=== WHAT YOU ARE ASKED TO DO ===
Please write out exactly the lines from the opening of the listing through the line that holds "box: [162, 331, 413, 670]", including both, and nothing else; no pictures.

=== INPUT DATA ===
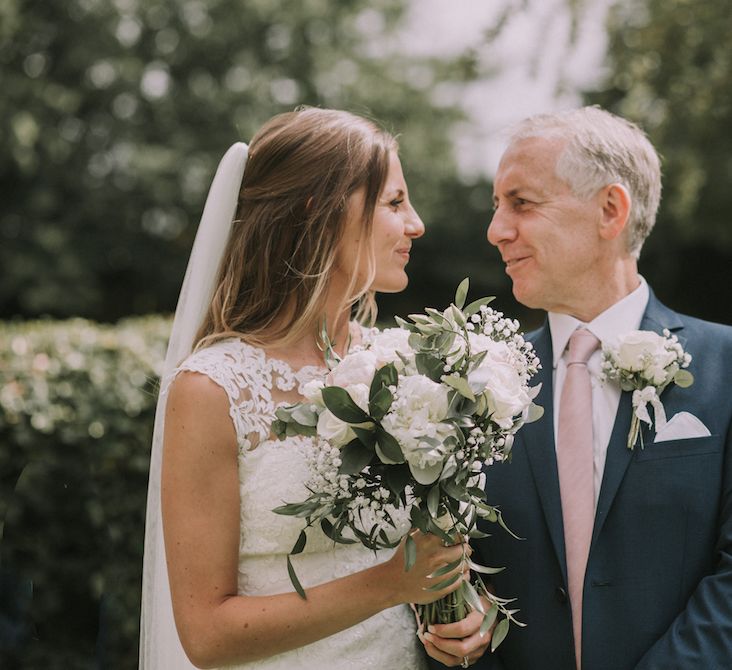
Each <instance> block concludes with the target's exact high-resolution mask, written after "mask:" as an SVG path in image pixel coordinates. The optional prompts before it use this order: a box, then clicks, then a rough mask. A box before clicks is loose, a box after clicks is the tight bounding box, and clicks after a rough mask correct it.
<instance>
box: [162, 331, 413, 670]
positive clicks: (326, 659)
mask: <svg viewBox="0 0 732 670" xmlns="http://www.w3.org/2000/svg"><path fill="white" fill-rule="evenodd" d="M182 370H187V371H193V372H198V373H201V374H204V375H207V376H208V377H209V378H210V379H212V380H213V381H214V382H216V384H218V385H219V386H221V387H222V388H223V389H224V390H225V391H226V394H227V396H228V398H229V403H230V409H229V414H230V416H231V419H232V421H233V422H234V426H235V428H236V435H237V440H238V444H239V487H240V497H241V515H240V533H241V538H240V543H239V575H238V592H239V594H241V595H244V594H246V595H271V594H276V593H283V592H291V591H293V590H294V589H293V587H292V585H291V583H290V579H289V577H288V574H287V564H286V555H287V554H288V552H289V551H290V550H291V549H292V547H293V545H294V544H295V541H296V540H297V538H298V535H299V533H300V531H301V530H302V528H303V520H302V519H298V518H294V517H290V516H282V515H279V514H275V513H274V512H272V509H273V508H275V507H277V506H278V505H282V504H283V503H285V502H298V501H300V500H304V499H305V498H306V497H307V495H308V491H307V490H306V488H305V482H306V481H307V480H308V479H309V471H308V466H307V452H308V448H309V447H310V446H311V442H310V440H309V438H304V437H288V438H287V439H285V440H282V441H280V440H278V439H276V438H274V439H273V438H272V436H271V434H270V425H271V423H272V421H273V420H274V418H275V417H274V412H275V409H276V408H277V407H278V406H279V405H283V404H289V403H292V402H296V401H298V400H301V399H302V391H301V390H302V387H303V386H304V384H306V383H307V382H308V381H310V380H312V379H314V378H317V377H322V376H323V375H324V374H325V373H326V370H325V368H321V367H315V366H308V367H304V368H301V369H300V370H293V369H292V368H291V367H290V366H289V365H288V364H287V363H285V362H284V361H280V360H277V359H274V358H268V357H267V356H265V353H264V351H263V350H262V349H259V348H257V347H253V346H250V345H248V344H245V343H243V342H241V341H240V340H237V339H230V340H225V341H222V342H219V343H216V344H214V345H212V346H210V347H208V348H205V349H202V350H200V351H198V352H196V353H194V354H192V355H191V356H189V357H188V358H187V359H186V360H185V361H184V362H183V364H182V365H181V366H180V367H179V368H178V370H177V371H176V372H180V371H182ZM390 555H391V552H390V551H389V552H387V551H380V552H378V553H377V554H374V552H373V551H370V550H368V549H366V548H365V547H362V546H361V545H360V544H359V545H340V544H339V545H334V543H333V541H332V540H329V539H328V538H327V537H326V536H325V535H324V534H323V533H322V531H321V530H320V528H311V529H309V530H308V541H307V546H306V548H305V551H304V552H303V553H302V554H299V555H297V556H294V557H293V559H292V562H293V565H294V567H295V570H296V572H297V575H298V577H299V579H300V581H301V583H302V585H303V586H304V587H305V588H308V587H310V586H315V585H317V584H320V583H323V582H326V581H330V580H333V579H335V578H337V577H341V576H343V575H347V574H350V573H353V572H356V571H358V570H362V569H364V568H368V567H369V566H372V565H374V564H377V563H380V562H383V561H384V560H386V559H387V558H389V556H390ZM415 630H416V628H415V621H414V616H413V615H412V613H411V612H410V610H409V608H408V606H407V605H402V606H399V607H394V608H391V609H388V610H384V611H382V612H380V613H379V614H377V615H375V616H373V617H371V618H369V619H367V620H366V621H363V622H362V623H360V624H358V625H356V626H353V627H352V628H348V629H346V630H344V631H342V632H340V633H337V634H336V635H332V636H330V637H327V638H325V639H323V640H320V641H318V642H314V643H312V644H309V645H307V646H305V647H301V648H299V649H295V650H293V651H288V652H284V653H282V654H278V655H276V656H272V657H269V658H267V659H264V660H260V661H256V662H252V663H245V664H241V665H236V666H229V667H230V668H237V669H239V668H241V669H242V670H244V669H250V668H261V669H267V670H308V669H312V670H316V669H317V670H347V669H356V668H358V669H359V670H362V669H367V668H378V669H380V670H382V669H383V670H386V669H389V670H392V669H395V668H398V669H400V670H401V669H404V670H413V669H415V670H422V669H425V668H426V667H427V665H426V660H425V655H424V651H423V650H422V645H421V643H420V642H419V640H418V639H417V636H416V634H415Z"/></svg>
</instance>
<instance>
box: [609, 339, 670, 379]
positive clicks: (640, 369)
mask: <svg viewBox="0 0 732 670" xmlns="http://www.w3.org/2000/svg"><path fill="white" fill-rule="evenodd" d="M666 343H667V339H666V338H665V337H662V336H661V335H658V334H657V333H654V332H652V331H650V330H634V331H632V332H630V333H628V334H627V335H625V336H623V337H622V338H621V340H620V342H619V343H618V346H617V347H616V348H615V350H614V351H613V355H614V358H615V362H616V364H617V365H618V367H620V368H622V369H624V370H629V371H631V372H643V373H644V376H646V377H648V378H649V379H653V378H660V377H661V375H660V370H661V369H663V368H666V367H667V366H668V365H670V364H671V363H673V362H674V361H675V360H676V354H675V353H674V352H672V351H669V350H668V349H667V348H666ZM664 378H665V374H664ZM658 383H661V382H658Z"/></svg>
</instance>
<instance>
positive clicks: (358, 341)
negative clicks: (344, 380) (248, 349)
mask: <svg viewBox="0 0 732 670" xmlns="http://www.w3.org/2000/svg"><path fill="white" fill-rule="evenodd" d="M368 331H369V329H368V328H366V327H365V326H363V325H361V324H360V323H358V322H357V321H351V322H350V324H349V338H350V342H349V345H348V349H347V351H346V352H345V353H344V355H346V354H348V353H351V352H353V351H357V350H358V349H360V348H361V347H363V346H364V344H365V343H366V335H367V333H368ZM355 339H357V340H358V341H354V340H355ZM225 341H226V340H225ZM228 341H233V342H240V343H241V344H242V345H243V346H245V347H248V348H249V349H251V350H253V351H256V352H258V353H259V355H260V356H262V358H263V359H264V361H265V362H266V363H268V364H269V365H274V366H276V367H278V368H279V369H280V370H282V369H283V368H285V369H287V370H288V371H289V372H291V373H292V374H293V375H294V376H295V377H297V378H298V379H300V378H301V377H303V376H305V377H309V376H313V377H314V376H316V375H318V374H324V373H327V372H328V366H327V365H326V363H325V361H323V362H322V363H318V364H316V363H308V364H306V365H301V366H300V367H298V368H296V367H294V366H293V365H292V364H291V363H290V362H288V361H286V360H285V359H284V358H279V357H277V356H273V355H271V354H269V353H268V352H267V351H266V350H265V349H264V348H263V347H259V346H256V345H254V344H249V343H248V342H246V341H245V340H243V339H241V338H238V337H232V338H231V339H230V340H228Z"/></svg>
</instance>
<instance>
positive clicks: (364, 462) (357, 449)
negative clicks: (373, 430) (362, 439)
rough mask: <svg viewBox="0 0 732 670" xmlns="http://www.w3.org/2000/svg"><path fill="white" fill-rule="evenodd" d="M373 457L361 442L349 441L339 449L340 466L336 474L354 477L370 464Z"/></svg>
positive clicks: (373, 454) (358, 439) (370, 451)
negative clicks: (340, 463) (354, 476)
mask: <svg viewBox="0 0 732 670" xmlns="http://www.w3.org/2000/svg"><path fill="white" fill-rule="evenodd" d="M373 456H374V452H373V451H371V449H369V448H368V447H366V446H364V444H363V442H361V440H359V439H358V438H356V439H354V440H351V441H350V442H349V443H348V444H347V445H346V446H345V447H343V449H341V466H340V467H339V468H338V472H339V473H340V474H342V475H356V474H358V473H359V472H361V471H362V470H363V469H364V468H365V467H366V466H367V465H368V464H369V463H370V462H371V459H372V458H373Z"/></svg>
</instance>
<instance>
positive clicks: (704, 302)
mask: <svg viewBox="0 0 732 670" xmlns="http://www.w3.org/2000/svg"><path fill="white" fill-rule="evenodd" d="M608 28H609V32H610V50H609V65H610V75H609V77H608V78H607V80H606V84H605V87H604V90H601V91H599V92H596V93H592V94H590V95H588V97H587V99H588V102H590V103H599V104H601V105H602V106H604V107H606V108H608V109H611V110H612V111H615V112H617V113H618V114H621V115H622V116H626V117H627V118H629V119H632V120H634V121H637V122H639V123H640V124H641V126H642V127H643V128H644V129H645V130H646V132H647V133H648V135H649V137H650V139H651V141H652V142H653V143H654V144H655V146H656V147H657V148H658V150H659V152H660V154H661V156H662V161H663V172H664V195H663V202H662V204H661V210H660V213H659V217H658V222H657V230H656V231H655V232H654V233H653V234H652V235H651V237H650V238H649V240H648V242H647V244H646V246H645V247H644V251H643V255H642V256H641V270H642V271H643V272H645V274H646V276H647V277H648V279H649V280H650V281H651V282H652V284H653V286H654V288H655V289H656V291H657V293H658V294H659V297H661V299H663V300H665V301H666V302H668V303H669V304H671V305H672V306H674V307H675V308H677V309H679V310H681V311H685V312H688V313H690V314H694V315H697V316H701V317H704V318H708V319H711V320H715V321H721V322H724V323H732V309H730V305H732V282H730V281H729V277H728V274H729V269H730V268H732V227H731V226H730V225H729V219H730V215H732V191H730V186H729V183H730V178H731V177H732V136H731V135H730V133H729V127H730V125H732V49H731V48H730V44H729V35H730V31H731V30H732V13H731V12H730V3H729V2H719V1H718V0H623V1H622V2H619V3H617V5H615V6H614V8H613V9H612V11H611V13H610V18H609V22H608Z"/></svg>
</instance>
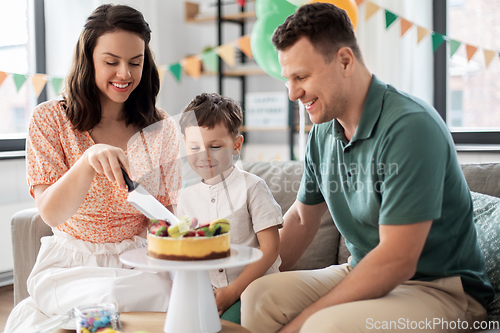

=== WRITTEN SOLUTION ===
Each <instance> block concludes with the target's exact high-resolution mask, written after "mask:" as an SVG path in image pixel coordinates. The optional prompts before it use this order: a box, then clicks, then a rough mask. A box before clicks is loose, a box after clicks is the tight bounding box, and clicks after a rough mask correct it.
<instance>
box: [162, 331, 413, 670]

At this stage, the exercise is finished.